* **EXERCISE DESCRIPTION**
Rewrite everything from the row containing "the no diving" down to the last of the rows below, requests included, and raise every coordinate in the answers by 30.

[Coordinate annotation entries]
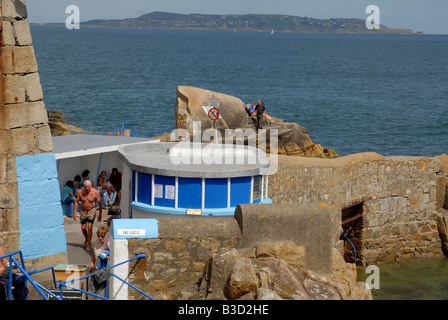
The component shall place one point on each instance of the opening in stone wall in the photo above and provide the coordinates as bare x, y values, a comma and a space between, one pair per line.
352, 224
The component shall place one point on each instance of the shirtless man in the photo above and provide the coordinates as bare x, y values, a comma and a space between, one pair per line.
87, 196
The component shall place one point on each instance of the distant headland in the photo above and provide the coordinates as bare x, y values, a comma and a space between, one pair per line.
248, 22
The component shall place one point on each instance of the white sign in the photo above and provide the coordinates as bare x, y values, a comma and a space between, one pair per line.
131, 232
169, 192
158, 190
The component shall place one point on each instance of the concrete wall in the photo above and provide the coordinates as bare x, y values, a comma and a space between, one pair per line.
399, 198
178, 249
30, 211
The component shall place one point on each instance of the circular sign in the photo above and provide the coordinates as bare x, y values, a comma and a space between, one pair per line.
213, 114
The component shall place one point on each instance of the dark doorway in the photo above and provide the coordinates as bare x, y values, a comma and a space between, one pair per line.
352, 225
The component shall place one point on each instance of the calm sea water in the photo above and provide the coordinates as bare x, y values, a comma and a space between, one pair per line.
354, 93
425, 279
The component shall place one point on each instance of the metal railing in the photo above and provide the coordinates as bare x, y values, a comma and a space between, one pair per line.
41, 289
25, 274
63, 284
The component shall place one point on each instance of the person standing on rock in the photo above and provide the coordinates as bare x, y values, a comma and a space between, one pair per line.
88, 197
261, 112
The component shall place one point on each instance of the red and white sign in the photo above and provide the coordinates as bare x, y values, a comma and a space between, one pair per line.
213, 114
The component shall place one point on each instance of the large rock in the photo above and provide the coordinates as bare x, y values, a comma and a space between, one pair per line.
188, 109
56, 121
293, 139
274, 271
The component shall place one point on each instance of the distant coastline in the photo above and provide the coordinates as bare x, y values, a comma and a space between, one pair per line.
249, 22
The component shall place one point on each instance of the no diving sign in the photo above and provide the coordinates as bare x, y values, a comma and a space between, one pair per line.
213, 114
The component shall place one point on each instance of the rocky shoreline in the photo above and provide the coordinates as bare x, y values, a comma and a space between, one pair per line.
293, 138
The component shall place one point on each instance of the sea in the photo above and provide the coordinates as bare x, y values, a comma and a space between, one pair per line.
384, 93
352, 92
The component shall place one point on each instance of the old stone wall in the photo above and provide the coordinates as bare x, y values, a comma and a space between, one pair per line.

* **TASK RESULT**
The component shall place one point on each instance of the no diving sign in the photo above and provide the coordinates as bare x, y values, a comma and a space between, one pair per line.
243, 144
The component shall place one point on each instance of the rocky shoreline in the photo above and provide the coordinates as bare x, y values, a comma and a space between, one pair per line.
323, 168
The component shall place one point on each instance of the sea in the photo above and provide the coordinates as bare x, y values, a comma and a space between, one pair per line.
414, 123
382, 122
The component shall place one point on each instance of the old stone wall in the photo above and provide the coordinates as bare x, y values, a comma and a space between, one pair per line.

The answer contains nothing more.